— Begin —
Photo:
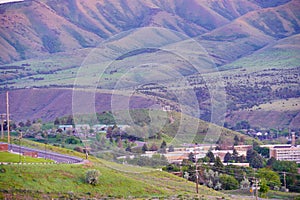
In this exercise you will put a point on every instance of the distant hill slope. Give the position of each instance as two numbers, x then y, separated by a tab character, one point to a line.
116	181
47	104
35	28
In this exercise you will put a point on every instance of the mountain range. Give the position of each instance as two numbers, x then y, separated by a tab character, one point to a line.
44	43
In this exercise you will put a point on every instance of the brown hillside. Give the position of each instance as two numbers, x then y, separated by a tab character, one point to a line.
48	104
34	28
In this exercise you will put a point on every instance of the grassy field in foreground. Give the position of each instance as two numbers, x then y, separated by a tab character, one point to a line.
116	181
7	157
270	195
68	181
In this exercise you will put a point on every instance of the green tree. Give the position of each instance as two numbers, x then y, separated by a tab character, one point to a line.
218	164
28	123
153	147
92	176
171	148
293	180
163	145
56	121
264	188
236	140
211	156
228	182
254	159
227	157
192	157
271	177
145	147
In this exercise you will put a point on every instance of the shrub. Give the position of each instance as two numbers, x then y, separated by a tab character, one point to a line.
92	176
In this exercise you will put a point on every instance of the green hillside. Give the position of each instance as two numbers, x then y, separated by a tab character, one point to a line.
68	181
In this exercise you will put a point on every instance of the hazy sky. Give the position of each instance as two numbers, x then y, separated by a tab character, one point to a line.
6	1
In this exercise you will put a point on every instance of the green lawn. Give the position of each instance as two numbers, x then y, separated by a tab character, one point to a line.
67	181
7	157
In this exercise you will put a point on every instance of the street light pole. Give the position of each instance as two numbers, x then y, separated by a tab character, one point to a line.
7	116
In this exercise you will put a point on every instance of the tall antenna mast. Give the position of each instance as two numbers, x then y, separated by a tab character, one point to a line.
7	119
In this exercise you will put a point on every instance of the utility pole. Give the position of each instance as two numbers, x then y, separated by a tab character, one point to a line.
2	126
197	173
284	180
256	189
7	116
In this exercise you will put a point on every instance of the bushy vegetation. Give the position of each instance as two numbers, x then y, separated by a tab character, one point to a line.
92	176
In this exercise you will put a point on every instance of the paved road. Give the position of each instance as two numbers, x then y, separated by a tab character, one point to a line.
59	158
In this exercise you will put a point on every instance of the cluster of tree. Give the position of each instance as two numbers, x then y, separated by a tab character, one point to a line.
155	161
234	157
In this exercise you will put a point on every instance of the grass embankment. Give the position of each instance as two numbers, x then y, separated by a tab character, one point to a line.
116	181
6	157
270	195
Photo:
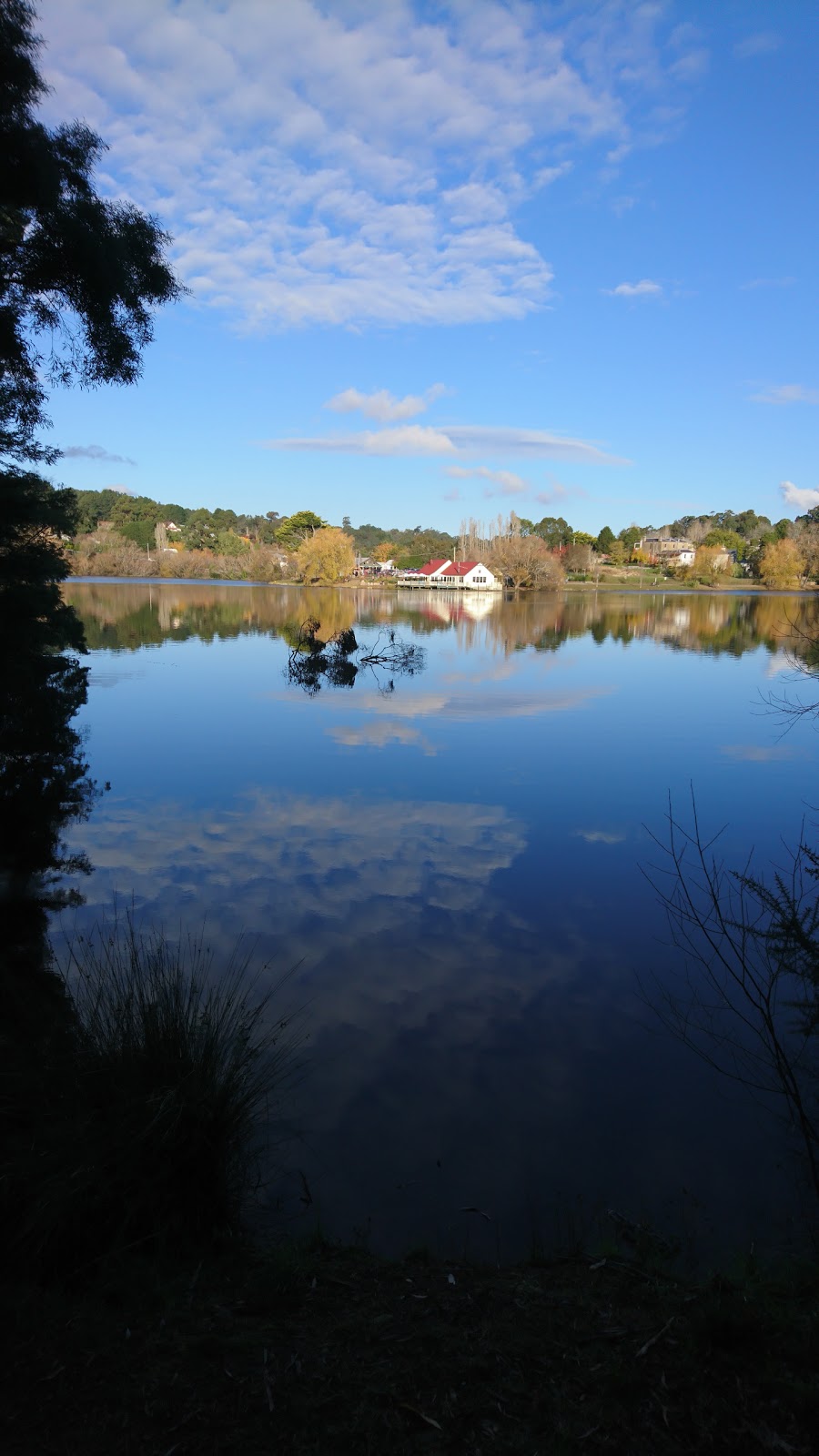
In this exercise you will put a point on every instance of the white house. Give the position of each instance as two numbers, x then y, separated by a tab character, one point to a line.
460	574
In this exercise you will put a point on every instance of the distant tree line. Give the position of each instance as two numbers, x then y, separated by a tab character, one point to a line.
780	553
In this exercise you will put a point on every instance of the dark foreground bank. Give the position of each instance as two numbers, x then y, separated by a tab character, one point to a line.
327	1350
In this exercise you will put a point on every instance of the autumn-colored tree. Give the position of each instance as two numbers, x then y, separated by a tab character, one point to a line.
807	541
712	562
325	555
783	564
525	561
579	555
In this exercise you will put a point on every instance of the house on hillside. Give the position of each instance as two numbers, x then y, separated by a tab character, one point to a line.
665	548
471	575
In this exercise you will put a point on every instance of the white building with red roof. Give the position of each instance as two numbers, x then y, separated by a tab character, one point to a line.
453	574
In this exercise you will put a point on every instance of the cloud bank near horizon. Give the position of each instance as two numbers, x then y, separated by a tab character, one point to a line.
382	405
440	440
804	500
95	453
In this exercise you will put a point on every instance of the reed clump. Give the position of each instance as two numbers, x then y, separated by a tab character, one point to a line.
157	1111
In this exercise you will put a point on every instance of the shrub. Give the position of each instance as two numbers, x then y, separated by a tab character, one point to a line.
164	1103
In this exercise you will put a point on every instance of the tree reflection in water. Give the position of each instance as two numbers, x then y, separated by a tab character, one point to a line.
339	662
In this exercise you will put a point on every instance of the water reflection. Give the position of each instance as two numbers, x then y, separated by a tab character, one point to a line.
126	616
455	871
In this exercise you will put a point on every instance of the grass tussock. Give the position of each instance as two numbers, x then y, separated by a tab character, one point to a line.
162	1103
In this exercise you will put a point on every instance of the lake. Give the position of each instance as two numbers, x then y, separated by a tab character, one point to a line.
452	863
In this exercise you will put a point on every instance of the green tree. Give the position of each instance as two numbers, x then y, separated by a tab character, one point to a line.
732	541
783	564
295	529
79	276
630	536
230	545
554	531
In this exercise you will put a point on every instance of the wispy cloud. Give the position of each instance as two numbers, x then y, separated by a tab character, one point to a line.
636	290
763	43
767	283
755	752
379	734
787	395
347	164
508	482
804	500
382	405
95	453
424	440
560	492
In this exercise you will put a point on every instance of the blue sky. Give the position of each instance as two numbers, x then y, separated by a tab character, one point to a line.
458	259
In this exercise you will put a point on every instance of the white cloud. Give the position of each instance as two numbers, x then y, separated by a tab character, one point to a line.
760	44
353	164
804	500
787	395
380	734
755	752
423	440
508	482
382	405
634	290
404	440
94	453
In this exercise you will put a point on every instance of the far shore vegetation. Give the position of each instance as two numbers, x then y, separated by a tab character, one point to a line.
116	535
137	1314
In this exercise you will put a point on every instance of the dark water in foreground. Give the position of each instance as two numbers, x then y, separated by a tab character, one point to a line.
453	866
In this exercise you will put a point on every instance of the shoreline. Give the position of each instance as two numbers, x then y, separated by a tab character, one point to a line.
508	594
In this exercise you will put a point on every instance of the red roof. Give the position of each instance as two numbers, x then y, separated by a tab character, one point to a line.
460	568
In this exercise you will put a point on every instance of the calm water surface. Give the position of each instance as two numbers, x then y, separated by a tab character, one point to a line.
453	866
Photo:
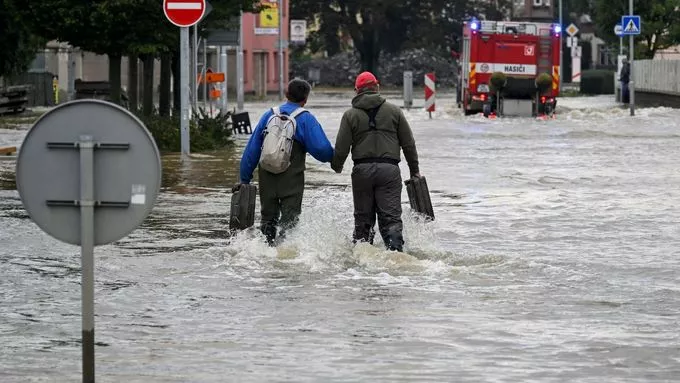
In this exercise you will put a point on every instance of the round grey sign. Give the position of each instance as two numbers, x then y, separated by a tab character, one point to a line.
88	142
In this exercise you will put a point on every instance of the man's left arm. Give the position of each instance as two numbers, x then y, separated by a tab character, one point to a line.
315	140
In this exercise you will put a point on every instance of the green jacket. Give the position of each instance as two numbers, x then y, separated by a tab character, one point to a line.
392	133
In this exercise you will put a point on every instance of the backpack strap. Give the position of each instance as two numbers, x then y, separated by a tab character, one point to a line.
371	116
297	112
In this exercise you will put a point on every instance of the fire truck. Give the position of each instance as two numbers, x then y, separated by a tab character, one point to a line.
517	54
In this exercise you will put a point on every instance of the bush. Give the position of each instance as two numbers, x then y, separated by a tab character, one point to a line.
205	132
597	82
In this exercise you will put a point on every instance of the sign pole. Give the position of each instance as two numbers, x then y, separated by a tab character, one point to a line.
223	69
194	61
185	88
205	66
239	66
281	49
561	50
631	84
86	146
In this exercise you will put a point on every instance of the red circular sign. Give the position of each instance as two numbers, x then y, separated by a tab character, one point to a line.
184	13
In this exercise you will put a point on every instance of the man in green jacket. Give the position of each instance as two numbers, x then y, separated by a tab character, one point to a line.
376	131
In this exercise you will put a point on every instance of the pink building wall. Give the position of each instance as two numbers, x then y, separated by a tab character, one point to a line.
256	46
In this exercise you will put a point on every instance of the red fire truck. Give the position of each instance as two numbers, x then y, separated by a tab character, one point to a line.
522	51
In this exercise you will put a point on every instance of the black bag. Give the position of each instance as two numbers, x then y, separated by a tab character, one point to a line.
242	214
419	196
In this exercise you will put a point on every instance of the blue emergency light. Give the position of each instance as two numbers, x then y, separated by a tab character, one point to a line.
474	24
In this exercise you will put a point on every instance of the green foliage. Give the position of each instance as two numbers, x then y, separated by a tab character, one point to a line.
205	133
660	23
597	81
18	44
543	82
377	26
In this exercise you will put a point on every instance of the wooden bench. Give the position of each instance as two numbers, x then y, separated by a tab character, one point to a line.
8	150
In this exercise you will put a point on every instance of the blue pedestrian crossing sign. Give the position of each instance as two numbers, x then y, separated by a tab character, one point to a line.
631	25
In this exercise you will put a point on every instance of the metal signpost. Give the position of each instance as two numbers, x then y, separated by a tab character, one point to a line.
561	70
408	89
280	49
575	51
239	66
184	14
632	25
618	31
88	174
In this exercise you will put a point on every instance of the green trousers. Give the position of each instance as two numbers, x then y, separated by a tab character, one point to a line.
281	203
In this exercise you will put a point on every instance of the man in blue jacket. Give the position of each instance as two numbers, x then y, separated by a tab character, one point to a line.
281	194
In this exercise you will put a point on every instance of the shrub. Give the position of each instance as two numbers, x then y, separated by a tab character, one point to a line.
205	132
597	81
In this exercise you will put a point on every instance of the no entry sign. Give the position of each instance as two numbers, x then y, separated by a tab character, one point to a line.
184	13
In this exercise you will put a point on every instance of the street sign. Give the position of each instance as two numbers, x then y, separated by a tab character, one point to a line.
184	13
208	9
88	174
298	31
618	30
126	170
632	25
572	29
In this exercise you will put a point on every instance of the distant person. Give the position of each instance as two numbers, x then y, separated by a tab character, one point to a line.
624	77
281	167
376	131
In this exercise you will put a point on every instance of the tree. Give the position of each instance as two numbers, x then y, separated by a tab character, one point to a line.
660	18
114	27
17	44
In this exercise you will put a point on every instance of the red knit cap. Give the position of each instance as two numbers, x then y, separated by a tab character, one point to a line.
365	79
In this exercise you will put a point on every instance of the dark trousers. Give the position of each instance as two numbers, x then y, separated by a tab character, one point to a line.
625	93
281	204
376	188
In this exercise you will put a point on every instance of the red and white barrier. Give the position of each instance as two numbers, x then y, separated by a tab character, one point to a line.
429	93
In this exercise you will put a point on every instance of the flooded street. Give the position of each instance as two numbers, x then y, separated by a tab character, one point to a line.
554	256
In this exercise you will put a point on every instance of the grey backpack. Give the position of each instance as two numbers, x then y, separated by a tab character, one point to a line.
278	141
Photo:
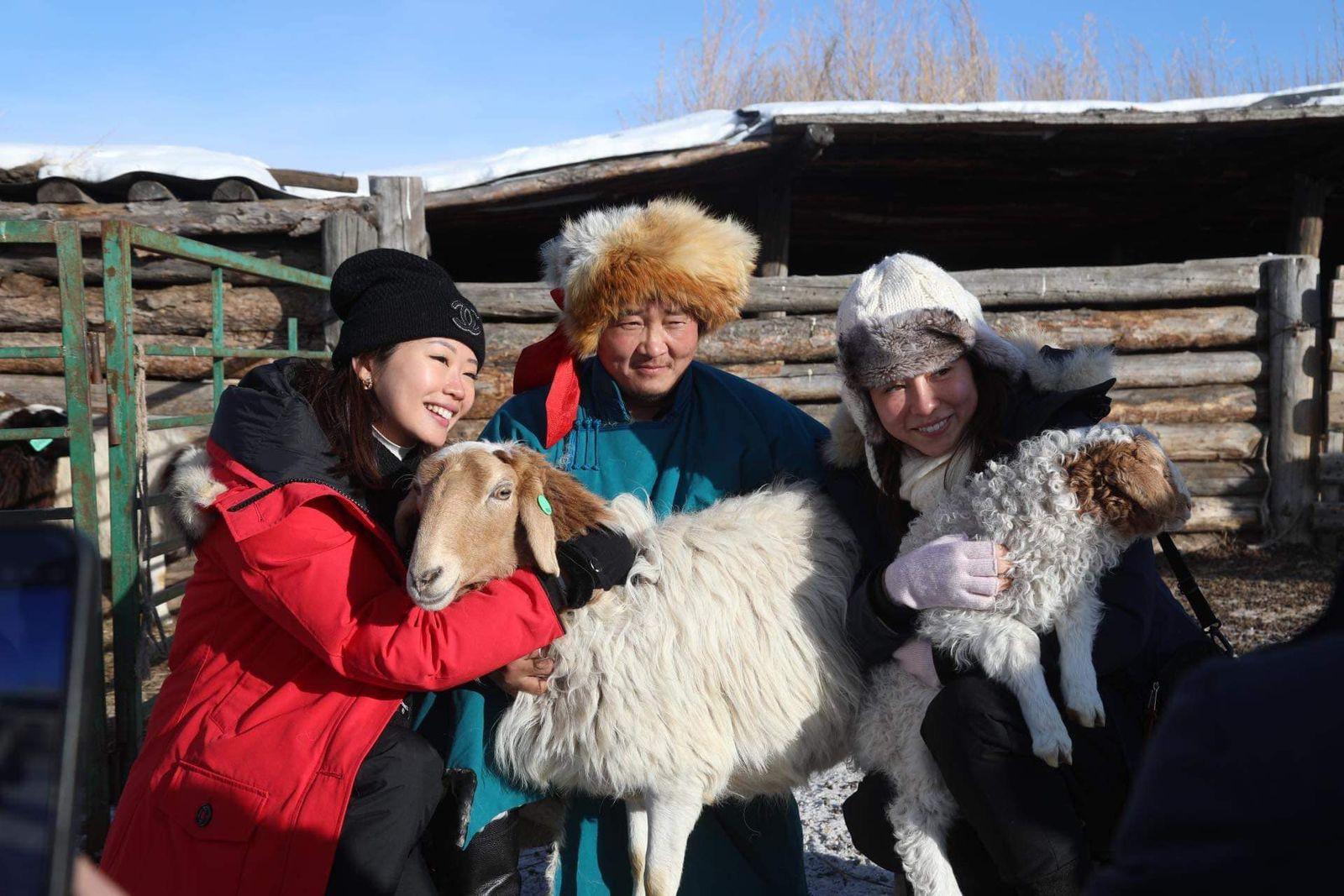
— End —
Exercise task: Locate every line in the material above that contains the word "truck" and copy each of those lines in full.

Task answer:
In this exercise you will put a point on every instance of the fire truck. Give the position of each instance as two numbers, x then y, separated by a tab character, one point to a line.
In this exercise you will put a point on every instance of the red fire truck. Give the position of each instance as two numbers, x then y, separated by a tab character, one point to a line.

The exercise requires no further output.